___ INPUT

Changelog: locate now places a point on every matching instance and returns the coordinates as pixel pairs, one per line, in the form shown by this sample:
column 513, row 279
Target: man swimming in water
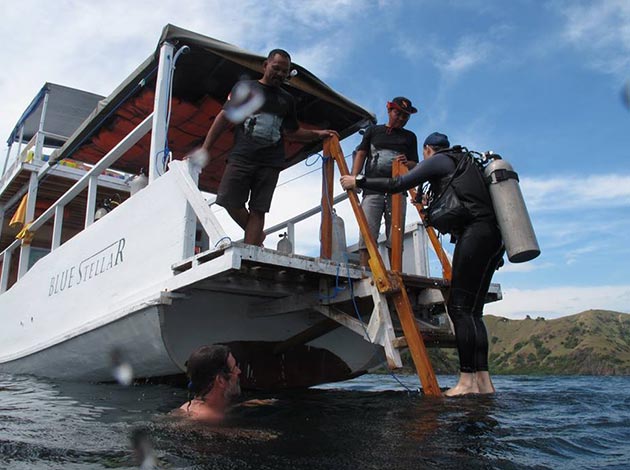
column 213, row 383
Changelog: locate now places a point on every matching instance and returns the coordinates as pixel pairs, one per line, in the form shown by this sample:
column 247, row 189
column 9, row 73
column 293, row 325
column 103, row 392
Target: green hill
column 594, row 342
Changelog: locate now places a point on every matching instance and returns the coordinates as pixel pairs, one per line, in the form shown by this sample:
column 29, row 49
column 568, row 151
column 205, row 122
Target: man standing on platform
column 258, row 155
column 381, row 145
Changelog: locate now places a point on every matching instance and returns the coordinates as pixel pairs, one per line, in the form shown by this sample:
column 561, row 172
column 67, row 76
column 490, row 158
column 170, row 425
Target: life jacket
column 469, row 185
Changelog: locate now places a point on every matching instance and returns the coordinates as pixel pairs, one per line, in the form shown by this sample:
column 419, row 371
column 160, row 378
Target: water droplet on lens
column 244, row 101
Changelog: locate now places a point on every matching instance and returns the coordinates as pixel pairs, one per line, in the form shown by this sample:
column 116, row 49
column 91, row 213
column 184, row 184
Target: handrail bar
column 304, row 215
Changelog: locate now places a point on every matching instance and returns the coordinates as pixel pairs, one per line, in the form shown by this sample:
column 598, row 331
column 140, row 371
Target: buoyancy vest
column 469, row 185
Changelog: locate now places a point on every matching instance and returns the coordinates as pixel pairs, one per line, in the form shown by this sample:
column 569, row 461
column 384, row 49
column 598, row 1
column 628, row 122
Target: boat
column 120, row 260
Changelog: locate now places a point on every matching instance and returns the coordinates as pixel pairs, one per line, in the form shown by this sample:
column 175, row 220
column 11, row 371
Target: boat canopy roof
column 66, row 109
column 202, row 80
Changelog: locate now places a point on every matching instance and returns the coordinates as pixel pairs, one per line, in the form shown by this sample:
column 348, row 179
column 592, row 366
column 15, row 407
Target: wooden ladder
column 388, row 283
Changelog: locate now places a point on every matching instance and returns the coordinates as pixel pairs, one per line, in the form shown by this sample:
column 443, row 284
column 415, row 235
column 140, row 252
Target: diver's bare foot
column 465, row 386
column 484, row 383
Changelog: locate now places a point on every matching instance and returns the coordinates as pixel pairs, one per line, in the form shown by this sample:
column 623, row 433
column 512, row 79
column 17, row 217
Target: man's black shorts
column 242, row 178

______

WORK TO BE COMPLETED: Output, exactly, all the records above; include no pictures.

OUTPUT FOR THIS EXERCISE:
Changelog: locate now places a point on every matching instance and returns the coordinates as pixel pairs, one per line, in the form shown by this sample:
column 513, row 279
Target: man swimming in water
column 213, row 383
Changelog: locate now places a point on every matching instance and returns the coordinates as pixel pairs, one per line, in the form shown by this sample:
column 247, row 189
column 9, row 73
column 293, row 325
column 103, row 392
Target: green hill
column 594, row 342
Changelog: locate now places a point on every matching instance and returns the coordinates as pixel pairs, one per line, in the form shown by this sample:
column 29, row 49
column 568, row 151
column 205, row 122
Target: man standing on platform
column 258, row 155
column 381, row 145
Changelog: locate now places a point on every matching instance and returns the coordinates as pixel pairs, one per line, in the form shown by this sample:
column 561, row 172
column 67, row 76
column 490, row 158
column 170, row 425
Target: life jacket
column 469, row 185
Changelog: locate now places a point on every matching instance and returns the coordinates as pixel pairs, one per line, in the form shown by this sample:
column 419, row 371
column 160, row 378
Target: water droplet on lens
column 244, row 101
Changelog: locate now places a point on every matching instance and returns the coordinates as pixel pairs, one per line, in the form shown by this sample:
column 116, row 49
column 91, row 213
column 184, row 184
Target: handrail bar
column 304, row 215
Changelog: locate now places a point on every matching instance and returns the coordinates as pixel pairs, one per line, in the form shown by this sample:
column 598, row 331
column 140, row 371
Target: buoyancy vest
column 469, row 185
Changelog: locate now places a point on every matching instance and returns the coordinates as pixel pairs, one per line, in the form shown by this sample:
column 569, row 461
column 384, row 49
column 598, row 1
column 628, row 122
Target: boat
column 120, row 260
Changelog: locate now places a point on every matching instance and returns the coordinates as pixel pairs, one per line, in the form shown by this sample:
column 175, row 220
column 11, row 371
Target: boat canopy roof
column 66, row 109
column 202, row 80
Changelog: locate now places a point on every matching instance and returns the coordinates as pixel pairs, one per line, in the form shown by this sample:
column 348, row 179
column 592, row 366
column 15, row 407
Target: wooden ladder
column 388, row 283
Changelog: locate now places a point on every matching instance and returns the coordinates as pixel pairs, one per line, in the form shown by this sample:
column 443, row 284
column 415, row 235
column 140, row 252
Target: diver's bare foot
column 465, row 386
column 484, row 383
Changelog: locate now places a point on every matching instance and returns the coordinates as pixel pairs, one per line, in the form shown by this sample:
column 623, row 433
column 512, row 79
column 17, row 217
Target: man's black shorts
column 242, row 178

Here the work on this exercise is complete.